- _Problem requirements_: Each line of the material below should be reproduced exactly.

- _Stored records_:
....
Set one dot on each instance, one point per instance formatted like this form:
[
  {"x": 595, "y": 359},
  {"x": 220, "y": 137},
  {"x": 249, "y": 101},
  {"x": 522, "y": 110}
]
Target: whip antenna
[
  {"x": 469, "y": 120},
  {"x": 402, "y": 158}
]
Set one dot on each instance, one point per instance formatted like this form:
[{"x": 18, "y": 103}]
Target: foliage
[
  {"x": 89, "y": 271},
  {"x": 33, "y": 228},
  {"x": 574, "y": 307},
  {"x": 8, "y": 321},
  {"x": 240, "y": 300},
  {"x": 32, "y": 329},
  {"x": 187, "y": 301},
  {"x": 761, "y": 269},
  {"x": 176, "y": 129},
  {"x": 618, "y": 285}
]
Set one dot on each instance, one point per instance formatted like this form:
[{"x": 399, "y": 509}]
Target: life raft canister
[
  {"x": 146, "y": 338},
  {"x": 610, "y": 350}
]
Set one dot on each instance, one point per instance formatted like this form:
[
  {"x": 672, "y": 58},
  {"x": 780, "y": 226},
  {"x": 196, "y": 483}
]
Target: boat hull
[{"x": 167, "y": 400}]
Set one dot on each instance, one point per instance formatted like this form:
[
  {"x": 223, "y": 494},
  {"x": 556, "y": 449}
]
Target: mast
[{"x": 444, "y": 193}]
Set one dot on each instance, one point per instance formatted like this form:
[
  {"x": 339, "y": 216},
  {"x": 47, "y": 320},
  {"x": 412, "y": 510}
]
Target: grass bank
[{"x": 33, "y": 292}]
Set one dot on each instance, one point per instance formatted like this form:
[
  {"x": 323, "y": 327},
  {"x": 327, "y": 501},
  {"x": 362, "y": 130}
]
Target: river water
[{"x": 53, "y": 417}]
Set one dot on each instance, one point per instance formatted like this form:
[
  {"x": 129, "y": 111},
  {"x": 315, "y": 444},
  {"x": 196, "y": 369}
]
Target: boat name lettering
....
- _Complete response_:
Set one dot on each instance, one point per instance formatted like this form:
[
  {"x": 595, "y": 359},
  {"x": 220, "y": 137},
  {"x": 249, "y": 101},
  {"x": 522, "y": 110}
]
Target: whip antenna
[
  {"x": 469, "y": 120},
  {"x": 402, "y": 158}
]
Set one dot on each instance, one point per instance formatted like this form:
[{"x": 18, "y": 103}]
Target: foliage
[
  {"x": 89, "y": 271},
  {"x": 33, "y": 228},
  {"x": 574, "y": 307},
  {"x": 8, "y": 321},
  {"x": 240, "y": 300},
  {"x": 32, "y": 329},
  {"x": 187, "y": 301},
  {"x": 761, "y": 269},
  {"x": 176, "y": 129},
  {"x": 618, "y": 285}
]
Set one dot on each instance, one point per instance formatted like this form:
[{"x": 399, "y": 509}]
Target: life raft canister
[
  {"x": 146, "y": 338},
  {"x": 610, "y": 350}
]
Set one dot on each instance, one point per instance formatted like this form:
[
  {"x": 672, "y": 58},
  {"x": 780, "y": 226},
  {"x": 196, "y": 483}
]
Target: boat hull
[{"x": 167, "y": 400}]
Set one dot on each instance, one point per instance formatted like this form:
[
  {"x": 223, "y": 494},
  {"x": 556, "y": 449}
]
Target: mast
[{"x": 444, "y": 193}]
Set one dot on each instance, one point per instance formatted like this form:
[
  {"x": 339, "y": 216},
  {"x": 47, "y": 320},
  {"x": 412, "y": 510}
]
Target: grass bank
[{"x": 33, "y": 292}]
Set one dot on each instance, one point per instance formatted like this form:
[
  {"x": 323, "y": 327},
  {"x": 327, "y": 501},
  {"x": 362, "y": 130}
]
Target: river water
[{"x": 53, "y": 417}]
Set one dot on each instance, one point per instance formatted like this form:
[
  {"x": 129, "y": 111},
  {"x": 315, "y": 444},
  {"x": 196, "y": 369}
]
Target: boat name lettering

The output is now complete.